**GIVEN INSTRUCTION:**
From the winter farm diary, return the passage between "It is now Saturday" and "a ploughed field.", inclusive, copied word for word.

**SOURCE TEXT:**
It is now Saturday 12 Jan. 1963, about 3.15 pm. The sun is shining cold and golden on the trees and the numerous birds flutter about the hayricks. I can see their oscillating shadows on the snowy ground. The old grey dog licks up and stands, his grey eyes blank. He always looks at your knees for directions, never your eyes. His pink tongue flips, and he strolls forward to sit at my feet. I am in the process of barrowing turnips, icy and frozen, into the warm smelly cowsheds to thaw out and be used as feed. The crows or rooks glide overhead, waiting for a chance to alight, and the afternoon lapses into a calm silent interlude. The far mountain hillside is beginning to grow pink as the sun sets, and it appears textured like a ploughed field.

I can see small birds, varicoloured, green ones with yellow wingstreaks, black mottled larger ones, pink breasted bullfinches and a multitude of tits, all feeding on the strewn oats and barley – grain blown from the crusher and the grain loft.

Mon. 14 Jan 1963 – the sky was the moist vivid steel-blue this morning over the sea and headlands. It was overcast but the yellow rays of pre-sun were advancing over the saddles in the hills. More snow had fallen during the night and the banked drifts were tricky to walk upon. You couldn’t help turning now and again to see the stupendous bluegrey touching the oversides of the bubbling cloud. The vast panorama of white etched fields and moorland devastates the eye. It is now afternoon and I am throwing bales of bad hay down from the top of the next bay in the barn, and straw, but most of the bales have rotten string on them and are bursting into showers of smaller chunks! It is quiet up here, and shadowed, but the golden light is shafting across the opposite bale-wall. A black and white cat scuttled away on top when I mountaineered it to the summit a while back, so life still inhabits these airless heights! A few minutes ago came a rush and a batter on the roof and splatter on the ground of sleet, almost hail; then it ceased as suddenly as it began and all the myriad birds re-settled to peck incessantly at the brown grain strewn amidst the dirty hard snow. A black cat has just curled its tail round itself an sits watching and waiting for the unwary bird. A hollow whoosh hails from the sky as a jet plunges onward along this air route that passes unseen through the clouds above the farm. It had become a white bright light now, the snow reflecting and blinding: but only for seconds, and it now returns to its normal drab un-whiteness. It feels somewhat (I should think) like sitting at the very top of a smaller version of St Pancras station bookinghall arch, to sit in this lofty sweet smelling paradise. A protected feeling, strong and bulky, the dusty grassy smell of bad and good hay wafting in my nostrils. The cat has sprung onto a beam where no-one would think an animal would dare to go, and traversed half the barn, then has disappeared behind a pile of bales on my left. It will probably pounce on the back of my neck in a while! Once again the silence is all pervading and the afternoon grows colder with the expectancy of dusk; in my shirt sleeves I am feeling a little nippy too, so the heat of work will have to serve as a toasting-toe fire.

(Data listing)
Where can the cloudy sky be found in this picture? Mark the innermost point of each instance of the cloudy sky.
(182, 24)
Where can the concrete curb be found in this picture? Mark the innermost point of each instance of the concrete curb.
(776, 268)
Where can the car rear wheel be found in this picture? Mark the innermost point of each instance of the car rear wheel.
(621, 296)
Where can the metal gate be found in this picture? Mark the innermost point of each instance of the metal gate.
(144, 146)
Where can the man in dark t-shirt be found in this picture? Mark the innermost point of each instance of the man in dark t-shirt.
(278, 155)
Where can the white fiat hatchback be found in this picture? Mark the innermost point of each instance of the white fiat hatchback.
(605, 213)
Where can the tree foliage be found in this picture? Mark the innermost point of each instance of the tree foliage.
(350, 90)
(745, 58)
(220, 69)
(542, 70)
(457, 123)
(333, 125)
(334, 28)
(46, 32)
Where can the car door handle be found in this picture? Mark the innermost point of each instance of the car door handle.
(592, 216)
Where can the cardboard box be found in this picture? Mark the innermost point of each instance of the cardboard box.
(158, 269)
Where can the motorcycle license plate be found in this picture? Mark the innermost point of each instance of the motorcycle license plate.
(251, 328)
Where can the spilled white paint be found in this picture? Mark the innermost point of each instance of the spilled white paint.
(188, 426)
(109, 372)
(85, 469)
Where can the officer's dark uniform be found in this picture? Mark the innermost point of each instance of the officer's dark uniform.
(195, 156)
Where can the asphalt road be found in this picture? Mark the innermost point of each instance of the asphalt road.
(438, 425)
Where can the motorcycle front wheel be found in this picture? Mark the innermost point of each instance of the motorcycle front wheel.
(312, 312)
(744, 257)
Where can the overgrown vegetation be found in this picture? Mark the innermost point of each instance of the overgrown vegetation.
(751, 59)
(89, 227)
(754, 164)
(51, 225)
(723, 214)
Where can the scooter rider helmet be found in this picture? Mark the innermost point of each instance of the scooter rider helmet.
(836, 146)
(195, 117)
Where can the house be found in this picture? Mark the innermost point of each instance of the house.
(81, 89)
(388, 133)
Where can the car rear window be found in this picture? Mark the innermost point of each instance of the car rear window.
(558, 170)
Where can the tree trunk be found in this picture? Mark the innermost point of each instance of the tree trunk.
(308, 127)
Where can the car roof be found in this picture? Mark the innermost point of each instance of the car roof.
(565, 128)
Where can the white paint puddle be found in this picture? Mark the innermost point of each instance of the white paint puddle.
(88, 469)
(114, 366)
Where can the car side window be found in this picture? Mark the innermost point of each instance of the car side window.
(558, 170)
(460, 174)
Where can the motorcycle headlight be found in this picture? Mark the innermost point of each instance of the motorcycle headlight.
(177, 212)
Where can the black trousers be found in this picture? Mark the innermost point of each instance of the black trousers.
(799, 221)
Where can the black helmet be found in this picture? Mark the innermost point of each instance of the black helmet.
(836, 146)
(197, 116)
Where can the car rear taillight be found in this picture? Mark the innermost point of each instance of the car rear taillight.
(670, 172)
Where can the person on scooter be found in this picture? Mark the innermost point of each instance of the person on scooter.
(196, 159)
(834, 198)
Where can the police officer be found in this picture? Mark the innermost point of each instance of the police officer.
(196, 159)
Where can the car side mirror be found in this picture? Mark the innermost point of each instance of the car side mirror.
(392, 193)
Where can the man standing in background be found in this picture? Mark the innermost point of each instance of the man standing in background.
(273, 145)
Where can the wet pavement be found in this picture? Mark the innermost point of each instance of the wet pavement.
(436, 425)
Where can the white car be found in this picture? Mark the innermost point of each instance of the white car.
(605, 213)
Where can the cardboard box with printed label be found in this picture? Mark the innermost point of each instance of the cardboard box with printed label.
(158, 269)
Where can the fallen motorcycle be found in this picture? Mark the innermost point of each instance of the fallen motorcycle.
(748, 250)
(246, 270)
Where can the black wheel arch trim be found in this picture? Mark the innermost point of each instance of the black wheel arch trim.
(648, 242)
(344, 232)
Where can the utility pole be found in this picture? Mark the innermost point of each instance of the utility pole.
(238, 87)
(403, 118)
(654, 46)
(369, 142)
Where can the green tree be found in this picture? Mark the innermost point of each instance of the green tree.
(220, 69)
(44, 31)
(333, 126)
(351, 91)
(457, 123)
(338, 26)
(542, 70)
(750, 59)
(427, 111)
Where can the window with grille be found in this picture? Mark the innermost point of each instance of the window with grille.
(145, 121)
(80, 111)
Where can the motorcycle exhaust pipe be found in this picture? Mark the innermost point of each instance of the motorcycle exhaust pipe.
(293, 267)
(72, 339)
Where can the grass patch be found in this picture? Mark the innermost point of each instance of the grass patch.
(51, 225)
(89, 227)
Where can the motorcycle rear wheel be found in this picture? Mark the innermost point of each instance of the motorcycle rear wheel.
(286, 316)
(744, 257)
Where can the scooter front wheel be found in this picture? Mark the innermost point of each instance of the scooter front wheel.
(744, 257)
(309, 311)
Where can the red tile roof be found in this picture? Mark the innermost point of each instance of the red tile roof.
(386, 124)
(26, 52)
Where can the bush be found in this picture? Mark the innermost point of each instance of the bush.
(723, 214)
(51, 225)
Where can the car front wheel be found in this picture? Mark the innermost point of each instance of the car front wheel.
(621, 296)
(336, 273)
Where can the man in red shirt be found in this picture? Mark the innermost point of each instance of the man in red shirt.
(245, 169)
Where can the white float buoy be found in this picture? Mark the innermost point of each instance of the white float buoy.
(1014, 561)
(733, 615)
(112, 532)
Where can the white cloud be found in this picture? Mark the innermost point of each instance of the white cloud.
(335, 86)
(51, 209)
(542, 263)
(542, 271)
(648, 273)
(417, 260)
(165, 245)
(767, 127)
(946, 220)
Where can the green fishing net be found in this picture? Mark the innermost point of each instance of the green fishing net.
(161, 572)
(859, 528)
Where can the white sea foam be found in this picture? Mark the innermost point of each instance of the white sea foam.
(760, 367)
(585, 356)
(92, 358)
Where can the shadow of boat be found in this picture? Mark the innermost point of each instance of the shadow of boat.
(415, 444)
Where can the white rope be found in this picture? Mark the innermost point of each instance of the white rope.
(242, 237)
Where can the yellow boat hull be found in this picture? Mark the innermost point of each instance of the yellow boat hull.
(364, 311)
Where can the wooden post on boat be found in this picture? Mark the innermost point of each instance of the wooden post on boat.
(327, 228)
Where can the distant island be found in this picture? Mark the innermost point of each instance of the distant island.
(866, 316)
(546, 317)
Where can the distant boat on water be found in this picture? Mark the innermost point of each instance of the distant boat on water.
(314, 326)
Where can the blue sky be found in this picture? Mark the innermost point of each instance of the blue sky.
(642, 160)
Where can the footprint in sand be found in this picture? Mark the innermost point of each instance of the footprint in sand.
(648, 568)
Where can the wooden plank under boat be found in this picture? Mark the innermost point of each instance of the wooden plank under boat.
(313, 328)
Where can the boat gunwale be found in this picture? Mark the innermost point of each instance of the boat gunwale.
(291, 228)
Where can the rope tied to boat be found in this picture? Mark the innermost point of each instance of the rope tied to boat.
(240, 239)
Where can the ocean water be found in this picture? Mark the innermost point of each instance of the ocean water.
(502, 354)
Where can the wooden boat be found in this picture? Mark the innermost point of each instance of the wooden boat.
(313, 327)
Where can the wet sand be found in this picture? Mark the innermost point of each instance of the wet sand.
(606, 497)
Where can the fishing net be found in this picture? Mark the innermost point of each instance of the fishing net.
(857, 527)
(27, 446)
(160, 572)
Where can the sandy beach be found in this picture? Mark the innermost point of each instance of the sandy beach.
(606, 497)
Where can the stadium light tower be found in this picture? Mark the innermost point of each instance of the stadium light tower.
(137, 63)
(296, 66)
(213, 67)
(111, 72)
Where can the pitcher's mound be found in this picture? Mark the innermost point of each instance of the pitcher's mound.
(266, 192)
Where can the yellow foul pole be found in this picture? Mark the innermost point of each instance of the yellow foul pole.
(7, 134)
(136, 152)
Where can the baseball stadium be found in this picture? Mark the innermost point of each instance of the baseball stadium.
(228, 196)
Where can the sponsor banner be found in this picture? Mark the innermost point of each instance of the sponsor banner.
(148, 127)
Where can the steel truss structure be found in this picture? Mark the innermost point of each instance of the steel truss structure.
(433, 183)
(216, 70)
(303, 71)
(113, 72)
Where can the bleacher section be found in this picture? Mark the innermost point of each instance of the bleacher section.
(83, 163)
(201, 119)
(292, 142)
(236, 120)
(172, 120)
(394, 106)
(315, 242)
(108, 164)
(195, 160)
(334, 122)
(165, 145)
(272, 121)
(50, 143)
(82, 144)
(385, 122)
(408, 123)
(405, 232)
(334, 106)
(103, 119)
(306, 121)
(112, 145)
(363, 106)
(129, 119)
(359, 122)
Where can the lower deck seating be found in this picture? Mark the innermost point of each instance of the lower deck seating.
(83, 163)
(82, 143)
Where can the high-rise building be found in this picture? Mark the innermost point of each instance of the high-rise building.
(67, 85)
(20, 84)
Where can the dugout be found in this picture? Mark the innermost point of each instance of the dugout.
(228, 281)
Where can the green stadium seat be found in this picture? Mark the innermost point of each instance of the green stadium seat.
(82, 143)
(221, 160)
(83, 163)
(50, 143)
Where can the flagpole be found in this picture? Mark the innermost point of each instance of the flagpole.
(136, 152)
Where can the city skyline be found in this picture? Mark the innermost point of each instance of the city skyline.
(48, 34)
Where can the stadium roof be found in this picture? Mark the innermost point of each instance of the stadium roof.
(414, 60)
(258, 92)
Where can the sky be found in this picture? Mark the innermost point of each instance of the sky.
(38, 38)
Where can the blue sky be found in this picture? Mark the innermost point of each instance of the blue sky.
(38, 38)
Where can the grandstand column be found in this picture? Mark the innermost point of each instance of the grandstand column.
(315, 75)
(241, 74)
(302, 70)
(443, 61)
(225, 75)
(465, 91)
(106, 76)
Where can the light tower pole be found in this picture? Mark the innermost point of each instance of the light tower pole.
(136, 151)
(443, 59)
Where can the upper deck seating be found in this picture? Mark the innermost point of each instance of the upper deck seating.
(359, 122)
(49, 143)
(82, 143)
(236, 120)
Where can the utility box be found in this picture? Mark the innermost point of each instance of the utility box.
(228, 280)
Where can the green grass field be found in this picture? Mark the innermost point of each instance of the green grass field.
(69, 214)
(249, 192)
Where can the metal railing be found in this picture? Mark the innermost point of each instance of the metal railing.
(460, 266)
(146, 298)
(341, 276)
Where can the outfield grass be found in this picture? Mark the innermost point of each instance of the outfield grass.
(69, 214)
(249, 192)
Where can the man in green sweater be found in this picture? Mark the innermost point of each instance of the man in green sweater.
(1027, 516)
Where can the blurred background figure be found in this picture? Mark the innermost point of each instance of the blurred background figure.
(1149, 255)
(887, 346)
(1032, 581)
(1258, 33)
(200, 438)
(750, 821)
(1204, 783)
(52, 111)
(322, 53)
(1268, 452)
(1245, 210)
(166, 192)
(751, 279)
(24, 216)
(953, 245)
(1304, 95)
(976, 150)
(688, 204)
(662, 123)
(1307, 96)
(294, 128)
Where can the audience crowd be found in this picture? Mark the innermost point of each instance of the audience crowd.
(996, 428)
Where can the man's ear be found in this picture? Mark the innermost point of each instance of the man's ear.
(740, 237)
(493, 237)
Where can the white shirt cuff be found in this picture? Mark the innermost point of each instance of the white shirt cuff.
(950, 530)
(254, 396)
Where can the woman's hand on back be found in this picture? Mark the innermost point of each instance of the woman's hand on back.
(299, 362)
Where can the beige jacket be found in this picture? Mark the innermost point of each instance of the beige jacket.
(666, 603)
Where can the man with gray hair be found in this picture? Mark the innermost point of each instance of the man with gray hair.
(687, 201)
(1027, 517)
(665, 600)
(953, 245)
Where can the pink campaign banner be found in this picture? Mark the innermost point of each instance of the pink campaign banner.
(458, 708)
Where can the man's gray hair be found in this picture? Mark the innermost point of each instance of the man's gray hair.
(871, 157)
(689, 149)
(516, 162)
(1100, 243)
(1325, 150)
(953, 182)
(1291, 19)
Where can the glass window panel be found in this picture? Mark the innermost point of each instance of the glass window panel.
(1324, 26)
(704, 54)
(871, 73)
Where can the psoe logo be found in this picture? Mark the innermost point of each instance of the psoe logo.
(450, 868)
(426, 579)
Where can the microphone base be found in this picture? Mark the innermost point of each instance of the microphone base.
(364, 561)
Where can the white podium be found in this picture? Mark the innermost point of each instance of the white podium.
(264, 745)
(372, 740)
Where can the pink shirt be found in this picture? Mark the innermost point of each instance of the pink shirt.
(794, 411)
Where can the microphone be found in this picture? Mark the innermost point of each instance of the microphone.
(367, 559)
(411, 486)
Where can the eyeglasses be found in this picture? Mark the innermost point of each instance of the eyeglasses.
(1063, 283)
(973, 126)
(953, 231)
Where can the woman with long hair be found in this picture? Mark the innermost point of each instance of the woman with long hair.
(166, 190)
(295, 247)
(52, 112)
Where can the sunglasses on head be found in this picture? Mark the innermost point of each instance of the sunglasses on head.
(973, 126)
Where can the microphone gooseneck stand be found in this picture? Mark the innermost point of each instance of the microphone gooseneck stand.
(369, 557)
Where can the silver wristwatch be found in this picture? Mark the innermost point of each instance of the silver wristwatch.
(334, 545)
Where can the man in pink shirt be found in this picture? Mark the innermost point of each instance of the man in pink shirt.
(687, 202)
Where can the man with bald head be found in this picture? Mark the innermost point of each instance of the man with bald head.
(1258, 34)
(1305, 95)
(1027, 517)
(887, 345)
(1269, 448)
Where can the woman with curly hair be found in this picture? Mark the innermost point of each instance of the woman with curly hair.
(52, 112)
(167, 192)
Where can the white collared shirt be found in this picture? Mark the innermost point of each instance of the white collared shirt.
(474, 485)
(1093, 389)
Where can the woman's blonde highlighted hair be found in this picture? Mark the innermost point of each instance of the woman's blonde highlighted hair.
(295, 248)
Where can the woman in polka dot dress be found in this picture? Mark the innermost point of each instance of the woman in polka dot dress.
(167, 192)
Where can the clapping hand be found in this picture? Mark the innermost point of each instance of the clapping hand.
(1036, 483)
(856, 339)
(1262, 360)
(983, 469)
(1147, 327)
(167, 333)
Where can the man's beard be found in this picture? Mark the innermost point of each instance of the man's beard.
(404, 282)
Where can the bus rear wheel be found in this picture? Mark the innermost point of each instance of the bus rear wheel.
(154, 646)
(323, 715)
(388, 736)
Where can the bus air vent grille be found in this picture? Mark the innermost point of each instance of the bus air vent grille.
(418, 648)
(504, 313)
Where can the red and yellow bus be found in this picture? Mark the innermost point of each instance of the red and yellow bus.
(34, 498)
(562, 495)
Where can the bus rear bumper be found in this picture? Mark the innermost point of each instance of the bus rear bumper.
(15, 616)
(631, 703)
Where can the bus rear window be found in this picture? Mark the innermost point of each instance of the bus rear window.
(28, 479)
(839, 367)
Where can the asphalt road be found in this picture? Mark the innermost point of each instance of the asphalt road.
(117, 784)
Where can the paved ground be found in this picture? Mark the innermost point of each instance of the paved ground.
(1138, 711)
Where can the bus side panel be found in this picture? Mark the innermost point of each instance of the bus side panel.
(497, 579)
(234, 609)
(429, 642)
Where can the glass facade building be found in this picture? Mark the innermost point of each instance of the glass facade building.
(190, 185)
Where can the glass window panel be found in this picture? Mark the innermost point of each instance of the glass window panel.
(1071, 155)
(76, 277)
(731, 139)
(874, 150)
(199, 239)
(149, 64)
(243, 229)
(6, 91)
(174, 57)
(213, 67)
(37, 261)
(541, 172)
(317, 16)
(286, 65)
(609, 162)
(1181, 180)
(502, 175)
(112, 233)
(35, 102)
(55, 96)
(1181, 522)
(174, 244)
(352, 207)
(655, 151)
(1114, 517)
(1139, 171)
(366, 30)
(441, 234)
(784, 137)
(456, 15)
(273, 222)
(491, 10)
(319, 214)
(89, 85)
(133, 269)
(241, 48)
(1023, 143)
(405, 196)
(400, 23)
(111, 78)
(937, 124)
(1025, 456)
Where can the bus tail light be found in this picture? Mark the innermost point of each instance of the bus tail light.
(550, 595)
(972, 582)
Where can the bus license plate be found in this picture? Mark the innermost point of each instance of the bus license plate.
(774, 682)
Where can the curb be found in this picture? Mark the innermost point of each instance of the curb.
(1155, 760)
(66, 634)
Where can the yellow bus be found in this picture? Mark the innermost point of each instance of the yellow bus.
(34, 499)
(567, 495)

**OUTPUT FOR THIS EXERCISE:**
It is now Saturday 12 Jan. 1963, about 3.15 pm. The sun is shining cold and golden on the trees and the numerous birds flutter about the hayricks. I can see their oscillating shadows on the snowy ground. The old grey dog licks up and stands, his grey eyes blank. He always looks at your knees for directions, never your eyes. His pink tongue flips, and he strolls forward to sit at my feet. I am in the process of barrowing turnips, icy and frozen, into the warm smelly cowsheds to thaw out and be used as feed. The crows or rooks glide overhead, waiting for a chance to alight, and the afternoon lapses into a calm silent interlude. The far mountain hillside is beginning to grow pink as the sun sets, and it appears textured like a ploughed field.